- **Text**

Your project was backed from the start by Breakthrough Energy, the programme established by Bill Gates. In fact, you were the first European business to participate in the programme. How was this support decisive for Dioxycle?
We were lucky enough to be part of the inaugural 2021-2023 cohort of the Breakthrough Energy Fellows programme.1 This philanthropic support was crucial: it allowed us to de-risk the technology at what was still quite an experimental stage by giving us financial means and access to a network of very high-level experts and industrials.
This first phase then allowed us to convince Breakthrough Energy Ventures [the organisation's investment fund – editor] to participate in our funding round in 2023. Its twofold assistance was essential, first to accelerate our technological maturity and then to structure our industrial development.
"Europe as a continent is structurally dependent on fossil resources. It is therefore in our best interest to build a more simple, circular and resilient industry."
What drives you personally to continue the adventure?
I am originally from the Basque country, a territory where nature is everywhere and where you grow up with a very strong awareness of the environment. I knew at an early age that I had a knack for science, and I wanted to place it at the service of something bigger than me. Working on a really innovative technology which has a concrete chance of contributing to the fight against climate change is extremely stimulating. It’s an inexhaustible source of motivation, every morning. Setting up a business was for me a way of making this process tangible.
Europe as a continent is structurally dependent on fossil resources. It is therefore in our best interest to build a more simple, circular and resilient industry. Beyond the technological aspects, what I find deeply enriching about being an entrepreneur is the human dimension. Bringing talent together, creating collective momentum, pursuing a joint project: these are the things that give the adventure its meaning.

- **Objective A**
Reproduce the part of the Dioxycle interview from "This first phase" up to and including "continue the adventure?".
The interview and the entries that come next are unrelated to each other.

- **Material to process**

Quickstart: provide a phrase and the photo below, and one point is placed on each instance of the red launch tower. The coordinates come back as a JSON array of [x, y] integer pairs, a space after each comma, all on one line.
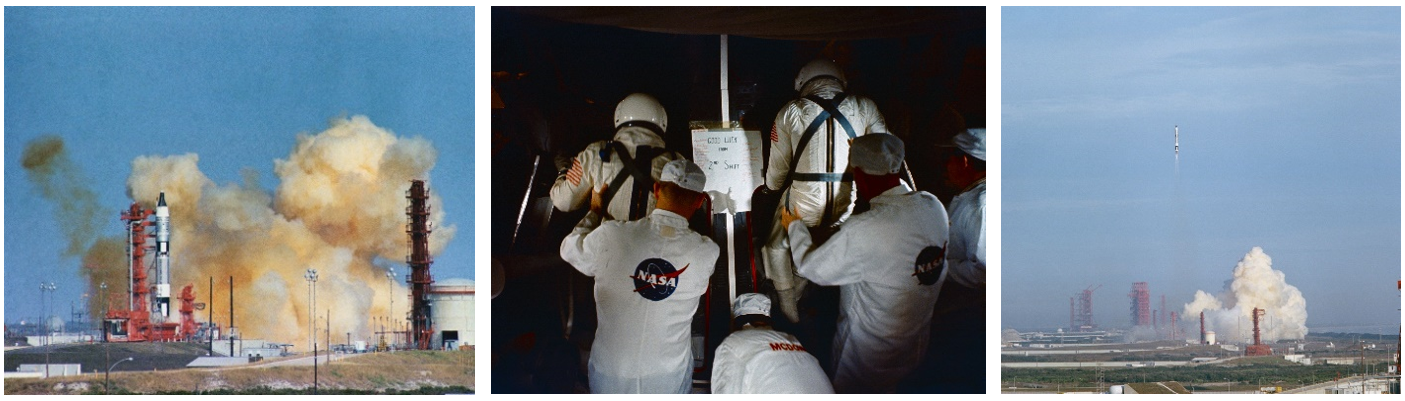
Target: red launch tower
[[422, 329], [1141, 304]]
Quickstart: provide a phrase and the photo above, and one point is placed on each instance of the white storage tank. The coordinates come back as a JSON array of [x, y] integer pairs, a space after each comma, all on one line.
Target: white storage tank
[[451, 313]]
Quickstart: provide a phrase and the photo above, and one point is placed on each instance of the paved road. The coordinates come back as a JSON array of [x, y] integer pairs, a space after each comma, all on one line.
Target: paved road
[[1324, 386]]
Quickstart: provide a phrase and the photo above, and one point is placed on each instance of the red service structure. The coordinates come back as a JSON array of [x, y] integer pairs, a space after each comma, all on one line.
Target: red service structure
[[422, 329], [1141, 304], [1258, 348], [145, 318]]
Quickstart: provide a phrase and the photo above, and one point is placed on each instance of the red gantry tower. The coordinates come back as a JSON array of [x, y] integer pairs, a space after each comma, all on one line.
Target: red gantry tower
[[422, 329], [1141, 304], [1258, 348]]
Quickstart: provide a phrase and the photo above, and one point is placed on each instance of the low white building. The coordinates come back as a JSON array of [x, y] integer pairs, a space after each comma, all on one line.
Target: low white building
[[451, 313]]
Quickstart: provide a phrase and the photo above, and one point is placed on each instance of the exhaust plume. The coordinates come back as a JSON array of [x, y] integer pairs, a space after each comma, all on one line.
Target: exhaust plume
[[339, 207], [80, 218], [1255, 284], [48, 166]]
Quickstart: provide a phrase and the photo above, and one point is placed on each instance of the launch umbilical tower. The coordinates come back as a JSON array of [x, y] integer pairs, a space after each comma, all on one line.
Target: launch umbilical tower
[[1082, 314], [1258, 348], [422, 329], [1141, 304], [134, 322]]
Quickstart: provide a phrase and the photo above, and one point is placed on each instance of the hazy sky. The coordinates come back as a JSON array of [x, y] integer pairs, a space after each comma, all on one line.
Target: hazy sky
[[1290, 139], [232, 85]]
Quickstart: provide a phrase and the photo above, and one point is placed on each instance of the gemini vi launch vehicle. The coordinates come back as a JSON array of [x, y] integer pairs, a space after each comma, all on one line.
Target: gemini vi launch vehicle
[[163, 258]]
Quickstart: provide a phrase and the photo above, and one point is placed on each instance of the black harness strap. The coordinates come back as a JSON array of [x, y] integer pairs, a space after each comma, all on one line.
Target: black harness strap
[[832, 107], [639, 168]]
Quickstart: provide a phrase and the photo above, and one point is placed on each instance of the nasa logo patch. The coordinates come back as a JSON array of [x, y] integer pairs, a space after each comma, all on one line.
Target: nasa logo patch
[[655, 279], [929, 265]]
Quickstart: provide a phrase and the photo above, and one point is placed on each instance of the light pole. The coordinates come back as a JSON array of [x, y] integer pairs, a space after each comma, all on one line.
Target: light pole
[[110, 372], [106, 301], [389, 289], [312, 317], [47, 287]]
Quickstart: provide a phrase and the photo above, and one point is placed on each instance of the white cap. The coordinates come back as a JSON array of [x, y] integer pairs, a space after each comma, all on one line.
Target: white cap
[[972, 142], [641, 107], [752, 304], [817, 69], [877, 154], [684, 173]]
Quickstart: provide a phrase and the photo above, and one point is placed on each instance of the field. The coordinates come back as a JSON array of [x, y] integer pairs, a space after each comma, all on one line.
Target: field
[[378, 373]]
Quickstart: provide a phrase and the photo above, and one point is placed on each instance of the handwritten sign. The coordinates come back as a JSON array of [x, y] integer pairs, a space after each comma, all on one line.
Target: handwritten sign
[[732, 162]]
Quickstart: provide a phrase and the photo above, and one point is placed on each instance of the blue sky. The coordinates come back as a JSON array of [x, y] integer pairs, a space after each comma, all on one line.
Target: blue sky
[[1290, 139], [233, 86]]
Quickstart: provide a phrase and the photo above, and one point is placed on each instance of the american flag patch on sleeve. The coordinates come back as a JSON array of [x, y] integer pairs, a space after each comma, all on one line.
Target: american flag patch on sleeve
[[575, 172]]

--

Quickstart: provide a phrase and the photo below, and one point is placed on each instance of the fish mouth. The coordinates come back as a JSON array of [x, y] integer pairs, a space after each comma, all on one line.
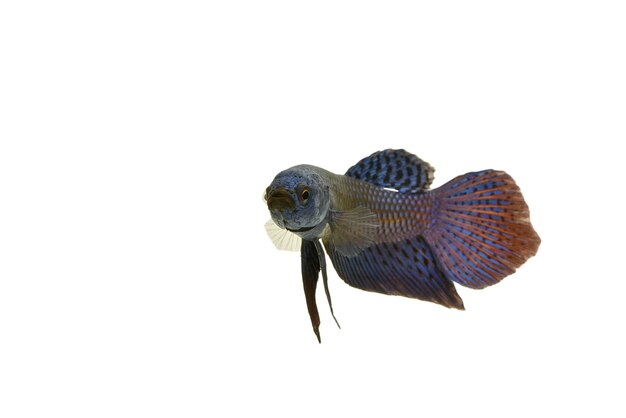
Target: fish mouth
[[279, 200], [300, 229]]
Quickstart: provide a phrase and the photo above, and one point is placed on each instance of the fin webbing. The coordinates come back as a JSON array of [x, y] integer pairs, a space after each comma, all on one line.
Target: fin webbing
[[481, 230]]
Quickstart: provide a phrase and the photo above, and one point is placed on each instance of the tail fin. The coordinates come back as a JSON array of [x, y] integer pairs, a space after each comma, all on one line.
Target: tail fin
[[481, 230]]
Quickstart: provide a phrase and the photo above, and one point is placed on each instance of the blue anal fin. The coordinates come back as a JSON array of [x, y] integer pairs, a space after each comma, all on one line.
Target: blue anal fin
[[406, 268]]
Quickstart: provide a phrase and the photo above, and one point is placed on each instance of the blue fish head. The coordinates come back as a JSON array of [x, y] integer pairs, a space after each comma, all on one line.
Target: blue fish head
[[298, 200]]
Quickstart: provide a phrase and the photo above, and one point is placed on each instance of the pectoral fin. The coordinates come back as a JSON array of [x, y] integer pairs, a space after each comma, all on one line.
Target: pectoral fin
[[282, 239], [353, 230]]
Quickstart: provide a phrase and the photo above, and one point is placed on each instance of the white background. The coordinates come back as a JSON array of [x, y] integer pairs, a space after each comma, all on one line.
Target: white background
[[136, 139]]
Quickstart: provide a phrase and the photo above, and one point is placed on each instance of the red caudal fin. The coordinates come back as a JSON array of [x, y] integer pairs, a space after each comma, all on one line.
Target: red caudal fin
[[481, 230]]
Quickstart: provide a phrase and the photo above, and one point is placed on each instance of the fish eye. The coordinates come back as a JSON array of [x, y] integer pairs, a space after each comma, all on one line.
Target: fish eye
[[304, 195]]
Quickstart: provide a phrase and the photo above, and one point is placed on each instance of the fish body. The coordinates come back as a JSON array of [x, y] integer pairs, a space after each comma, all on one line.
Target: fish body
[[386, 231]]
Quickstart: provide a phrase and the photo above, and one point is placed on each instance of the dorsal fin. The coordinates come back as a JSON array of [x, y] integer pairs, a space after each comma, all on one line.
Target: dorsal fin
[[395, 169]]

- **Objective B**
Pick out and copy each line of the entries above that contains the string "body".

- **Written answer A**
This first phase then allowed us to convince Breakthrough Energy Ventures [the organisation's investment fund – editor] to participate in our funding round in 2023. Its twofold assistance was essential, first to accelerate our technological maturity and then to structure our industrial development.
"Europe as a continent is structurally dependent on fossil resources. It is therefore in our best interest to build a more simple, circular and resilient industry."
What drives you personally to continue the adventure?

- **Written answer B**
Quickstart: provide a phrase and the photo above, and one point is placed on each instance of the fish body. The coordinates come back as a JSON array of [x, y] integer pairs, a space after each comma, all on one line.
Target: fish body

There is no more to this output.